Given information:
——

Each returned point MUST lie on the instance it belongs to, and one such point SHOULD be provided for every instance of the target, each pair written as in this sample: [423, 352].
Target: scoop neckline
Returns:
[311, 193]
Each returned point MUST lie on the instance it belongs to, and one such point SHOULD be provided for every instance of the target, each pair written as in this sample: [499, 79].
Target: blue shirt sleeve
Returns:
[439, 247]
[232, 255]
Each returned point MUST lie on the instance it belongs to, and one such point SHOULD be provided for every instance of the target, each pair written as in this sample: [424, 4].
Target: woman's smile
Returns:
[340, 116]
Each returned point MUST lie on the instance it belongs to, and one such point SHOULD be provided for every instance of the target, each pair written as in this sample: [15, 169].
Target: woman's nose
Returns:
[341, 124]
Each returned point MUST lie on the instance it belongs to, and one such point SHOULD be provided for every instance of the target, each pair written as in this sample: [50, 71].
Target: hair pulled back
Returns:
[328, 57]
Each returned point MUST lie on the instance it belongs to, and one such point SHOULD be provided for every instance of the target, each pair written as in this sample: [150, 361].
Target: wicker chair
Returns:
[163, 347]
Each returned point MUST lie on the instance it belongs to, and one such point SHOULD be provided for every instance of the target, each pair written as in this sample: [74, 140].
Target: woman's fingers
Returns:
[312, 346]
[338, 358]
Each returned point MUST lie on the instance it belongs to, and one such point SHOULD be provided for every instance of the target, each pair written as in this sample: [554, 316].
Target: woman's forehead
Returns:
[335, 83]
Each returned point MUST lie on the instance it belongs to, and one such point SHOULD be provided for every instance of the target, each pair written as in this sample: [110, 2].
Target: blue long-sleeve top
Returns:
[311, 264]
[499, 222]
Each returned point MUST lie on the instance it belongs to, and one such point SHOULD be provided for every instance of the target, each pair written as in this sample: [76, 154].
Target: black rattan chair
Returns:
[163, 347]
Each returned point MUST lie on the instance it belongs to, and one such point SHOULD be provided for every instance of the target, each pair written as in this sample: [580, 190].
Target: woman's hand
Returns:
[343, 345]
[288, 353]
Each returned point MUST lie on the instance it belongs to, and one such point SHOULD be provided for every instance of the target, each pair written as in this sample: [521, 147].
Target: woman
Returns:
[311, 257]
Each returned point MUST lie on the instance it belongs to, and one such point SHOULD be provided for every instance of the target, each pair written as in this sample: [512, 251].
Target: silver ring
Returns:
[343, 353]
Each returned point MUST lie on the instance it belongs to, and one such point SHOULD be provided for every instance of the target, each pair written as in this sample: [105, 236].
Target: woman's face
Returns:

——

The request: Every entry above needs to be quoted exactly.

Exercise output:
Each returned point MUST lie on the instance it belongs to, and one such point SHOULD be provided for every instance of the target, each pair written as in this sample: [423, 352].
Target: scoop neckline
Returns:
[311, 193]
Each returned point MUST lie on the instance it belongs to, and one such point SHOULD be provided for every instance of the target, each pair written as in this sample: [499, 79].
Target: blue shirt sleeve
Returns:
[439, 247]
[232, 255]
Each returned point MUST lie on the instance it belongs to, and one such point SHOULD be provided for every instance of the target, each pair written as in this sample: [424, 4].
Target: woman's smile
Returns:
[340, 116]
Each returned point MUST lie on the instance it belongs to, and one such point SHOULD be provided for every instance of the target, each pair written as in this sample: [15, 169].
Target: woman's nose
Returns:
[341, 124]
Each returned point MUST lie on the instance it belongs to, and one such point SHOULD be provided for every instance of the target, each pair written as in this sample: [50, 71].
Target: hair pulled back
Returns:
[328, 57]
Each returned point MUST lie on the instance it belongs to, and one such point SHOULD be provided for every instance of the target, each pair written as in this sample: [150, 361].
Target: wicker chair
Returns:
[163, 347]
Each returned point MUST lie on the instance it belongs to, and one such point SHOULD be provided for every instance of the target, each pair written as in this sample: [74, 140].
Target: woman's fingers
Returns:
[312, 346]
[338, 358]
Each returned point MUST lie on the instance it belongs to, and one such point SHOULD be provided for every instance of the target, each pair written as in this sample: [554, 316].
Target: woman's forehead
Returns:
[335, 83]
Each returned point MUST lie on the instance it belongs to, and one such point SHOULD be provided for every instance of the target, each pair written as in this sample: [110, 2].
Target: blue long-sleeve top
Returns:
[311, 264]
[499, 222]
Each returned point MUST lie on the instance it belongs to, and one such point SHOULD be provided for every instance of the target, each pair written as in this sample: [76, 154].
Target: black rattan chair
Returns:
[163, 347]
Each returned point MUST lie on the instance it belongs to, and one such point SHOULD be provided for every instance of the target, each pair written as in this sample: [580, 190].
Target: woman's hand
Returns:
[343, 345]
[288, 353]
Each returned point MUST lie on the instance it belongs to, and one such point SHOULD be provided for every instance of the target, each pair written as in this sample: [521, 147].
Target: woman
Returns:
[311, 257]
Each returned point MUST lie on the instance it belongs to, and one such point SHOULD be provided for every instance of the target, each pair written as in this sample: [512, 251].
Target: silver ring
Returns:
[343, 353]
Each returned point MUST lie on the instance it belongs to, and one such point SHOULD be provided for every instance of the target, each pair written as in this sample: [105, 236].
Target: woman's face
Returns:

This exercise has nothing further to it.